OBJECTIVE>
Put all the rows below into a Markdown table with the columns No. and Line, giving each line its own number and skipping any blank lines.

RECORDS>
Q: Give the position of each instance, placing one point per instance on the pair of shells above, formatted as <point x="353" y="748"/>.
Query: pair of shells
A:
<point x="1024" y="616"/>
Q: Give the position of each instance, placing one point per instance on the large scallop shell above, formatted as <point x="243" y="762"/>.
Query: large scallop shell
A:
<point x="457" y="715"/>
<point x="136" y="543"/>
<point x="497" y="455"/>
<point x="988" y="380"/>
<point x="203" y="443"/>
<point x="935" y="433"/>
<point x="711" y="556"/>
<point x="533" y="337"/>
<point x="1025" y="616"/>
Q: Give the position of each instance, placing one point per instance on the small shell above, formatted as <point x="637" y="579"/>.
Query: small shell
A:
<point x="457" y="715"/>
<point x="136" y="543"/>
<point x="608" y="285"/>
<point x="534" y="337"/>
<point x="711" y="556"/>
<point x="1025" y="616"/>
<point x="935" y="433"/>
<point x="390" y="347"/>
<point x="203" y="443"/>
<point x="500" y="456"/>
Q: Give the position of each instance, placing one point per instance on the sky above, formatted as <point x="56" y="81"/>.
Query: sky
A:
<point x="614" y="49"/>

SOLUTION TO THIS PROBLEM>
| No. | Line |
|---|---|
| 1 | Q: Give the position of each instance, placing one point per instance on the pair of shells above, formatted as <point x="353" y="748"/>. |
| 2 | Query: pair of shells |
| 3 | A: |
| 4 | <point x="1024" y="616"/> |
| 5 | Q: Give the position of each instance, placing one point per instance on the large scallop shell above, formatted as <point x="243" y="762"/>. |
| 6 | Query: large scallop shell |
| 7 | A: |
| 8 | <point x="457" y="715"/> |
| 9 | <point x="136" y="543"/> |
| 10 | <point x="497" y="455"/> |
| 11 | <point x="988" y="380"/> |
| 12 | <point x="203" y="443"/> |
| 13 | <point x="935" y="433"/> |
| 14 | <point x="711" y="556"/> |
| 15 | <point x="533" y="337"/> |
| 16 | <point x="1025" y="616"/> |
| 17 | Q: Give the position of each instance, placing one point per instance on the small shell above, formatted as <point x="637" y="579"/>. |
| 18 | Query: small shell |
| 19 | A: |
| 20 | <point x="457" y="715"/> |
| 21 | <point x="136" y="543"/> |
| 22 | <point x="608" y="285"/> |
| 23 | <point x="534" y="337"/> |
| 24 | <point x="711" y="556"/> |
| 25 | <point x="1025" y="616"/> |
| 26 | <point x="935" y="433"/> |
| 27 | <point x="390" y="347"/> |
| 28 | <point x="203" y="443"/> |
| 29 | <point x="500" y="456"/> |
| 30 | Q: Give the position of each instance, placing one point per instance on the sky above, formatted as <point x="56" y="81"/>. |
| 31 | Query: sky |
| 32 | A: |
| 33 | <point x="614" y="49"/> |